--- TO DO ---
Rescale the data below by writing out every line again, with every vertex coordinate in the answers multiplied by 1.9 and rounded to the nearest whole number, halves rounding up. Leave all other text and the numbers in the format illustrations unchanged.

+++

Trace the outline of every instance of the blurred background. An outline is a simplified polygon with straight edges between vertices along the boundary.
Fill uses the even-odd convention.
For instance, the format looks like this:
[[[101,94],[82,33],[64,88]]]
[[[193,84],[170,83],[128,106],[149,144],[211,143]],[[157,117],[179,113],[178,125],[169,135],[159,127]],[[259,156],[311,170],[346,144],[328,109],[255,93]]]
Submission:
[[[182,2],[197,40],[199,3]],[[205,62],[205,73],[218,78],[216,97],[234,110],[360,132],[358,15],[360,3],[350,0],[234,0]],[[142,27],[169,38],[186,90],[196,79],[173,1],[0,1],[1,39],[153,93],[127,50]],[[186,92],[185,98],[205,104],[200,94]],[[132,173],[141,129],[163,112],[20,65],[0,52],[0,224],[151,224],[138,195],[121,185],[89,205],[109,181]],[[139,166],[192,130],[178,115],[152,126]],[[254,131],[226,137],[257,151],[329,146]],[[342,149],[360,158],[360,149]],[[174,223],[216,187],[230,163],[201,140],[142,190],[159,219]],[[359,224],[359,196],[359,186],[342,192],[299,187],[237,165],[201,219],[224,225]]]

+++

--- SOLUTION TO THIS EXERCISE ---
Trace the outline of every instance of the blurred background. An outline is a simplified polygon with straight edges between vertices along the boundary.
Fill uses the even-odd convention.
For instance, the format looks like this:
[[[101,94],[82,33],[64,88]]]
[[[193,84],[170,83],[128,106],[149,144],[211,143]],[[157,117],[179,113],[178,125],[169,135],[159,127]],[[259,156],[311,170],[346,144],[328,109],[255,93]]]
Submission:
[[[346,4],[374,76],[378,6]],[[390,118],[390,139],[414,148],[410,184],[445,209],[684,251],[680,29],[684,6],[665,0],[445,0]],[[270,51],[321,72],[353,171],[372,150],[329,2],[0,2],[2,74],[291,177],[241,95]],[[353,175],[352,186],[390,198],[380,179]],[[251,329],[268,245],[310,213],[38,124],[0,99],[0,426],[287,426],[262,371],[230,352],[169,390],[207,344]],[[264,315],[365,247],[338,219],[289,239]],[[483,249],[429,260],[488,287],[625,277]],[[650,283],[684,300],[684,283]],[[331,424],[410,355],[437,310],[382,266],[270,361],[302,416]],[[682,426],[682,372],[682,353],[650,365],[568,355],[450,314],[382,416],[426,428]]]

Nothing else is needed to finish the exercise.